##### Supplied records #####
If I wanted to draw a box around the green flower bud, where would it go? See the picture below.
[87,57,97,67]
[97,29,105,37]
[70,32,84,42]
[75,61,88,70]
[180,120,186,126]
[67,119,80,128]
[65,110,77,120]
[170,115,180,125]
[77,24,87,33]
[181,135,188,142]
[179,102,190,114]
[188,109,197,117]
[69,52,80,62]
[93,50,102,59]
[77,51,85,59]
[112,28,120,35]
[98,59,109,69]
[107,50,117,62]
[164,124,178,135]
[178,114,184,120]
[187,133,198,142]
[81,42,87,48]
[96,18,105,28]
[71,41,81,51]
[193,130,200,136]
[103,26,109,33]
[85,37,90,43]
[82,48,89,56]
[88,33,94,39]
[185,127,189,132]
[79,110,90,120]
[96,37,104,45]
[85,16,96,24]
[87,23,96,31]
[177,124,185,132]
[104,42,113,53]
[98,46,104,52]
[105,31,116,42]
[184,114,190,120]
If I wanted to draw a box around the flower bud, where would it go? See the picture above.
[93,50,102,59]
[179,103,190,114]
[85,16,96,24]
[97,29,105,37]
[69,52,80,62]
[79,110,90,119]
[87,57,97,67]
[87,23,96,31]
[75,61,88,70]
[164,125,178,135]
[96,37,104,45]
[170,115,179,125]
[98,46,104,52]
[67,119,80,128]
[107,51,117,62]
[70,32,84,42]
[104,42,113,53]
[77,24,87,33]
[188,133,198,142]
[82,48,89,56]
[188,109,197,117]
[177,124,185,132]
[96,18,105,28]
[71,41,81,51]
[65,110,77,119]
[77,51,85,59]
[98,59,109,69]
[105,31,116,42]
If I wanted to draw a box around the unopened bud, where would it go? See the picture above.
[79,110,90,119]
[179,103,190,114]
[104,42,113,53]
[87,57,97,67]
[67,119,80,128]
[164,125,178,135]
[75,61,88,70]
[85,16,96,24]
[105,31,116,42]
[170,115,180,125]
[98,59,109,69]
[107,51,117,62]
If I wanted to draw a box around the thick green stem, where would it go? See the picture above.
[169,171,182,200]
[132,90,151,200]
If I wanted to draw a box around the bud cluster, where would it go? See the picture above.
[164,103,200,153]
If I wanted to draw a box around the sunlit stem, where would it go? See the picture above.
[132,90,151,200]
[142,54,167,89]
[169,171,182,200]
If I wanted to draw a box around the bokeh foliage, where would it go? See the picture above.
#####
▸ What to do: The entries above must be output exactly, with every line preserved.

▸ Task solution:
If I wanted to draw a box around the green flower bud, where would it go? See the picture below.
[87,57,97,67]
[97,29,105,37]
[70,32,84,42]
[75,61,88,70]
[180,120,186,126]
[67,119,80,128]
[65,110,77,120]
[170,115,180,125]
[77,24,87,33]
[181,135,188,142]
[179,102,190,114]
[188,109,197,117]
[69,52,80,62]
[93,50,102,59]
[77,51,85,59]
[112,28,120,35]
[98,59,109,69]
[107,50,117,62]
[164,124,178,135]
[178,114,184,120]
[187,133,198,142]
[81,42,87,48]
[96,18,105,28]
[71,41,81,51]
[193,130,200,136]
[103,26,109,33]
[85,37,90,43]
[82,48,89,56]
[88,33,94,39]
[185,127,189,132]
[79,110,90,120]
[96,37,104,45]
[85,16,96,24]
[87,23,96,31]
[177,124,185,132]
[104,42,113,53]
[98,46,104,52]
[105,31,116,42]
[184,114,190,120]
If I wanted to draw a box around the flower bud, where would it go? See the picture above.
[93,50,102,59]
[179,103,190,114]
[85,16,96,24]
[97,29,105,37]
[69,52,80,62]
[79,110,90,119]
[87,57,97,67]
[87,23,96,31]
[75,61,88,70]
[164,125,178,135]
[96,37,104,45]
[170,115,179,125]
[98,46,104,52]
[67,119,80,128]
[107,51,117,62]
[70,32,84,42]
[104,42,113,53]
[77,24,87,33]
[188,133,198,142]
[82,48,89,56]
[188,109,197,117]
[177,124,185,132]
[96,18,105,28]
[71,41,81,51]
[65,110,77,119]
[77,51,85,59]
[98,59,109,69]
[105,31,116,42]
If I wanted to draw a box around the unopened bud, where would it go? See the picture above.
[79,110,90,119]
[179,103,190,114]
[104,42,113,53]
[87,57,97,67]
[67,119,80,128]
[164,125,178,135]
[75,61,88,70]
[85,16,96,24]
[105,31,116,42]
[170,115,180,125]
[98,59,109,69]
[107,51,117,62]
If I wanted to draw a box around the thick green stem, where would it go? See the picture above.
[169,171,182,200]
[132,90,151,200]
If I wanted to draw a box around the bud cluster, where would it go? See the picture above.
[164,103,200,153]
If I wanted to draw a box around the sunlit stem, where would it go? See the picture above.
[132,90,151,200]
[142,54,167,89]
[169,171,182,200]
If I wanted to draw a box around the bokeh foliage, where would it go? See the picture above.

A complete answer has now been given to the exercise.